- **Task**:
Restate word for word the line containing "Query: blue sky" and each line that follows it, through the last line below, and nothing else.

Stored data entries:
*** Block opens ***

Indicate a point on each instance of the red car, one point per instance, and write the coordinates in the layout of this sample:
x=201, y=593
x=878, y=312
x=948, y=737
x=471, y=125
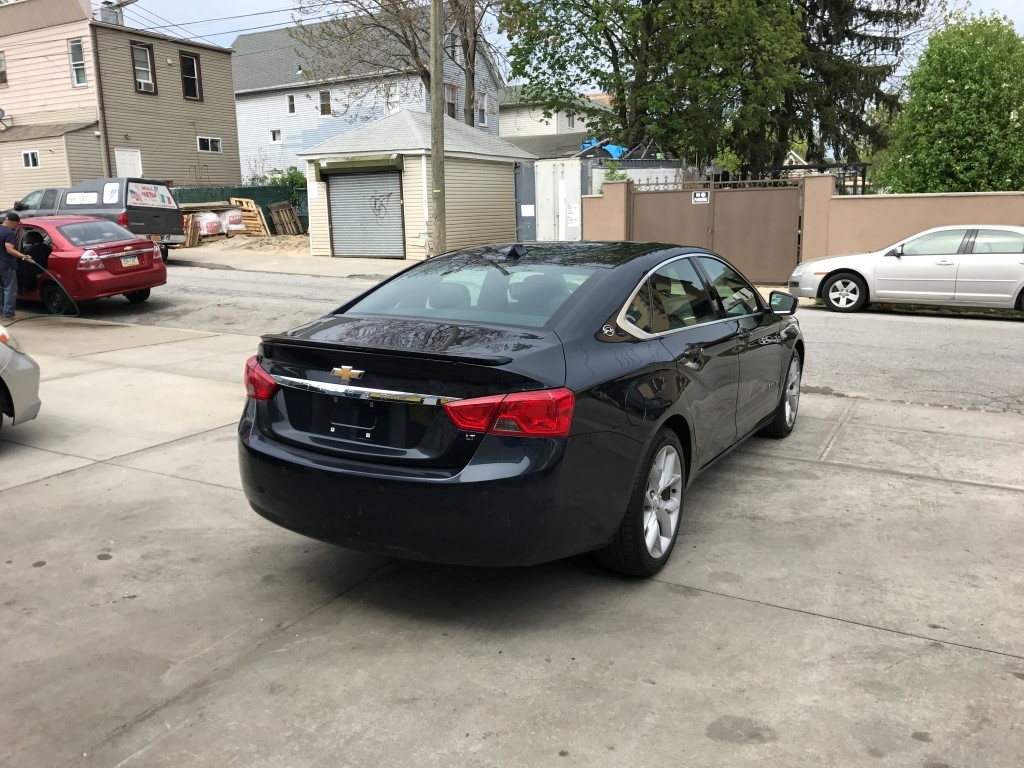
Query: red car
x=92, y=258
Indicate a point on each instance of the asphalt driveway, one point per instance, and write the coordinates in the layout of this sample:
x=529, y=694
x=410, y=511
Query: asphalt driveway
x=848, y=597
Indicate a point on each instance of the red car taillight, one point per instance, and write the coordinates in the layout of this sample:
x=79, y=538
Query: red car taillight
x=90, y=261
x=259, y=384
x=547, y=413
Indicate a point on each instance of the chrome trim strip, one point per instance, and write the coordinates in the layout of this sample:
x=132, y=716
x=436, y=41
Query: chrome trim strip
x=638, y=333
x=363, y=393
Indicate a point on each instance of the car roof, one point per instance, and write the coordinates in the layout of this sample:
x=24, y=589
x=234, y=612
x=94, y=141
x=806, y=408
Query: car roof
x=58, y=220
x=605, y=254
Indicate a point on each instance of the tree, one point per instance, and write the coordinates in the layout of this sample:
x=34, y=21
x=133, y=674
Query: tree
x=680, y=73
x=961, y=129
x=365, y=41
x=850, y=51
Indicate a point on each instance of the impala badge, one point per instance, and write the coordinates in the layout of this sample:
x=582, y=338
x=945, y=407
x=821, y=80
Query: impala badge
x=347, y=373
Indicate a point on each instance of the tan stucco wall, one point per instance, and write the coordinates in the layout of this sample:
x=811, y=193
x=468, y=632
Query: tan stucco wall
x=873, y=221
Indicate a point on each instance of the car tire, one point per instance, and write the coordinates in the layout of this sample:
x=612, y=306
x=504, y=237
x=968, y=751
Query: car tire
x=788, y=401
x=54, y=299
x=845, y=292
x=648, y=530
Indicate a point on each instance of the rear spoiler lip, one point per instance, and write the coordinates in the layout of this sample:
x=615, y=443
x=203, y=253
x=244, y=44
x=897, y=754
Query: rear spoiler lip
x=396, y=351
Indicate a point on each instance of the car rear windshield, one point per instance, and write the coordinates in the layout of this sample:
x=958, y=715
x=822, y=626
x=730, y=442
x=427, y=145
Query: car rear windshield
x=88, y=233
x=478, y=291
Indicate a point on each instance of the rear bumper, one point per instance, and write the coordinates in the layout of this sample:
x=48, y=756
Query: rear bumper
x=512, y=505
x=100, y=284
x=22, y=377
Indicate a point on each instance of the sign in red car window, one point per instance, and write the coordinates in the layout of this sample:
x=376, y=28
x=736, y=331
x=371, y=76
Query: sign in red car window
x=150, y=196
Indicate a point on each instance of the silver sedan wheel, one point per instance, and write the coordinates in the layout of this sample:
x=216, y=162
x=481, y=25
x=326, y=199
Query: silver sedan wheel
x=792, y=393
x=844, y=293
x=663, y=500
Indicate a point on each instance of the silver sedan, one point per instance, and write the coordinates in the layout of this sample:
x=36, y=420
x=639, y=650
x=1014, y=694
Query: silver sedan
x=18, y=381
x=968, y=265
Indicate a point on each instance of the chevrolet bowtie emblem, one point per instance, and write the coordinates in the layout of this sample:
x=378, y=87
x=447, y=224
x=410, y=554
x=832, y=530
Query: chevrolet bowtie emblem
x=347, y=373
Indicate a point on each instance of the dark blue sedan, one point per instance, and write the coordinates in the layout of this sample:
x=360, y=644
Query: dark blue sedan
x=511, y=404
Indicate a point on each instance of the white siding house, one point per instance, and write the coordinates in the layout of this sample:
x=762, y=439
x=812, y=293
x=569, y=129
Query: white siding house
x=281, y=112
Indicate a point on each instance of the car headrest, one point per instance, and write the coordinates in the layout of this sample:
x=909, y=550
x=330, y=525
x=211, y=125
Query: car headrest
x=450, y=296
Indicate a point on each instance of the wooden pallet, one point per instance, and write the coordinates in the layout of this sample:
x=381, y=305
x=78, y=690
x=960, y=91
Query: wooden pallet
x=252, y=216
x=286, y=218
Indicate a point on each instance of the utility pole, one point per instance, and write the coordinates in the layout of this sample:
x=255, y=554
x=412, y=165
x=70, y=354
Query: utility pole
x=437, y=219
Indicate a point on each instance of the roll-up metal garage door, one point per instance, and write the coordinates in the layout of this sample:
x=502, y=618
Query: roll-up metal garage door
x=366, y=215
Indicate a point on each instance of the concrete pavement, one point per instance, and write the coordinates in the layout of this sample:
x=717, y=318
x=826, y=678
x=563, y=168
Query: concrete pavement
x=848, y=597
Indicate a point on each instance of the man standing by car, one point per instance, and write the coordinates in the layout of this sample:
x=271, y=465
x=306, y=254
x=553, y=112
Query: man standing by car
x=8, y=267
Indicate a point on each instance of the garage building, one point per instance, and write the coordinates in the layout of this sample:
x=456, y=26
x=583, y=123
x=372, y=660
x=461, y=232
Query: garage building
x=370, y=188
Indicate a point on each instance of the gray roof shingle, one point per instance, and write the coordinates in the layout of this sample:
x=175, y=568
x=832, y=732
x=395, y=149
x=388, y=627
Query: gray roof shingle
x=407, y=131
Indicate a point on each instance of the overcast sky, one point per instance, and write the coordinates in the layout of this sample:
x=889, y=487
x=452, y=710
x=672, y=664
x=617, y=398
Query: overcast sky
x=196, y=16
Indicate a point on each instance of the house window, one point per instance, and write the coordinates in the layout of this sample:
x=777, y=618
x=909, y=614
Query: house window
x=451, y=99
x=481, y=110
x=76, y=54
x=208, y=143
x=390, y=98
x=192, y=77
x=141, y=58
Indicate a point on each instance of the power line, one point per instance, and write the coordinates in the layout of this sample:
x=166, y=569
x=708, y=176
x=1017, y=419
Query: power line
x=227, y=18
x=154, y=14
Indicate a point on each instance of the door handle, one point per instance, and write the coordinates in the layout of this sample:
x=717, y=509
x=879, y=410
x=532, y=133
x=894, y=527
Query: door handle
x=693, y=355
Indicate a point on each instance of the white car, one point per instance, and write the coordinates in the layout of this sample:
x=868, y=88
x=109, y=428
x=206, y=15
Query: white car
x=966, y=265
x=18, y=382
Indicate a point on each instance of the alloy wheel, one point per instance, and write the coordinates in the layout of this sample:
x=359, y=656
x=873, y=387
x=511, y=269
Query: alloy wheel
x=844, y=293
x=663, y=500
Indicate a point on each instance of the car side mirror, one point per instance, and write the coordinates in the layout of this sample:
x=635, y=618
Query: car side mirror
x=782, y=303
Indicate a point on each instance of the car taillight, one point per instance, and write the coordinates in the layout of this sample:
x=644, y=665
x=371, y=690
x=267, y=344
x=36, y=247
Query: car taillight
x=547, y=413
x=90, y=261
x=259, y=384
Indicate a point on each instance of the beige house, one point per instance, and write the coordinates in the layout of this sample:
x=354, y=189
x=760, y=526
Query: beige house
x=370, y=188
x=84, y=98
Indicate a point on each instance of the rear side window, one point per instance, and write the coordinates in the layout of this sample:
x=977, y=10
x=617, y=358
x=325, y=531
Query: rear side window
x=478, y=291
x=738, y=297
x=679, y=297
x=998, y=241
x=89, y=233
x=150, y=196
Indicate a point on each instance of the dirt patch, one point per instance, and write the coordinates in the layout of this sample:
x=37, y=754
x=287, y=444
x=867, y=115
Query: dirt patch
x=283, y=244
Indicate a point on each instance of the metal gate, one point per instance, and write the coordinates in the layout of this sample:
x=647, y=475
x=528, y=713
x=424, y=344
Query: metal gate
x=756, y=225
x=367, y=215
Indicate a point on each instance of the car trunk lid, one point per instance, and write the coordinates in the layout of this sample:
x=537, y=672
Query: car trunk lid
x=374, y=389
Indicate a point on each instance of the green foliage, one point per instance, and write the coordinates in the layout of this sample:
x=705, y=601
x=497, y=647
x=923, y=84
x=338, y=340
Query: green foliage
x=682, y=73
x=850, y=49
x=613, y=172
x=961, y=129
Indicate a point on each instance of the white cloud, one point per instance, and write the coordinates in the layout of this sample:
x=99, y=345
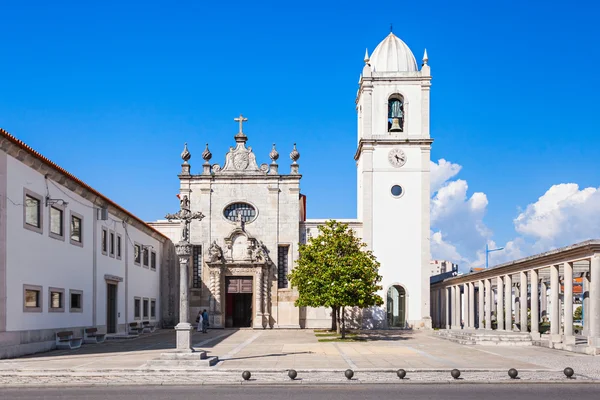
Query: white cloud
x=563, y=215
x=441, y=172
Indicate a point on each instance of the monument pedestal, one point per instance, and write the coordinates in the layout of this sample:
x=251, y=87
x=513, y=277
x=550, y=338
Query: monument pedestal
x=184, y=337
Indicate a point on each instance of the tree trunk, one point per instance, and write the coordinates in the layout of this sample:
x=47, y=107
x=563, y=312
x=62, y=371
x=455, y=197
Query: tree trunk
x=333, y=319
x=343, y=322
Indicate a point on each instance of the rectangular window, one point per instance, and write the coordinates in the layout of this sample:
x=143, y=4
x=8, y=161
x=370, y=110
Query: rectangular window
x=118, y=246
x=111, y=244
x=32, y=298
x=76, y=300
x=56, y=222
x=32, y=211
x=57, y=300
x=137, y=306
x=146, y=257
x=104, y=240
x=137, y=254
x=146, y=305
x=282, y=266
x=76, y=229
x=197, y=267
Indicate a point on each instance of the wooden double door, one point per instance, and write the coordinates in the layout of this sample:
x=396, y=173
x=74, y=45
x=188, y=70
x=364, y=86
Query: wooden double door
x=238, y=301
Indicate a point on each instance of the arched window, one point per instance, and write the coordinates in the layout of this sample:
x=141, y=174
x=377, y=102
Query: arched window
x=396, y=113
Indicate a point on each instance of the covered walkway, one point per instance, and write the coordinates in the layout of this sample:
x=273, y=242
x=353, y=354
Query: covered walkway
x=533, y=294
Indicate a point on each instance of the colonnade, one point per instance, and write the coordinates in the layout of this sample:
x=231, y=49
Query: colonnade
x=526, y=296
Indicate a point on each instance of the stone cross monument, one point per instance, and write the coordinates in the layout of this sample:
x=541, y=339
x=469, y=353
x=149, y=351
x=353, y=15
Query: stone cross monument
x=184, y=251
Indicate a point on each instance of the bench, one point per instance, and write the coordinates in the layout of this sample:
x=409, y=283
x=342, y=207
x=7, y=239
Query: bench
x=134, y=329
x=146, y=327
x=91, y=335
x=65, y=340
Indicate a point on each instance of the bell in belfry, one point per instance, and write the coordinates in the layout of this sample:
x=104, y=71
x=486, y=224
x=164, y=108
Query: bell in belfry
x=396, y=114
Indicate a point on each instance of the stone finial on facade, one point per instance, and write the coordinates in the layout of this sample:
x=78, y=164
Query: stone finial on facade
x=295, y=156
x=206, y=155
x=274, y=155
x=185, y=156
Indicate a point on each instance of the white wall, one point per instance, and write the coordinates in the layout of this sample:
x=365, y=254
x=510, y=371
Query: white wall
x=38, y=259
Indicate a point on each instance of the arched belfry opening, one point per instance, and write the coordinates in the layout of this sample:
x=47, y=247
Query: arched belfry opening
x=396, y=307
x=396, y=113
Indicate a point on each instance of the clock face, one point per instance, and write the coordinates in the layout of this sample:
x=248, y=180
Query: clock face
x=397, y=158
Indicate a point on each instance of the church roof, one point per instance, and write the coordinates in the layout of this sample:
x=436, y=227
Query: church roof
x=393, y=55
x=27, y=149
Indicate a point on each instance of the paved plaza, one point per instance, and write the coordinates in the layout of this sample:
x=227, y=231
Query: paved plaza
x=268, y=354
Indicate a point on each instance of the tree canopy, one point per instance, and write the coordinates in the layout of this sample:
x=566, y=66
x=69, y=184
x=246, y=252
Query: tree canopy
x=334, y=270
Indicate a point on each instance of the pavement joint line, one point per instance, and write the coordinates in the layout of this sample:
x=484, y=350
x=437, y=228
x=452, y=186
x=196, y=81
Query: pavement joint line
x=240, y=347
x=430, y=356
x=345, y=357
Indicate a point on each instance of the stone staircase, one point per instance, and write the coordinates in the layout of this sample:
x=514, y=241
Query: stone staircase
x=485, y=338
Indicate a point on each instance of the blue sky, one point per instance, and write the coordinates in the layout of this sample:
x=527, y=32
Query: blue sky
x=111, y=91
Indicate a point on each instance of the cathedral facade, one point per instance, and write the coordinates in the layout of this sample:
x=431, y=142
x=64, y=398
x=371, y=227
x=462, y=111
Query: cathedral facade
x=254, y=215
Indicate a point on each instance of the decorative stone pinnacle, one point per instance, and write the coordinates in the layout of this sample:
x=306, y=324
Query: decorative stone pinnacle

*** Block closes ***

- **Result of this task**:
Query: blue sky
x=111, y=91
Indicate a point on each instance of the cathedral facade, one point per instance, and write the coordinates in the layout of this sample:
x=431, y=142
x=64, y=398
x=371, y=227
x=462, y=111
Query: cathedral facade
x=254, y=215
Indicate a point on each instance of the decorative stone pinnacle, one point per instance, and write the coordinates in the layout of this sample:
x=306, y=324
Query: decorative stone pinnacle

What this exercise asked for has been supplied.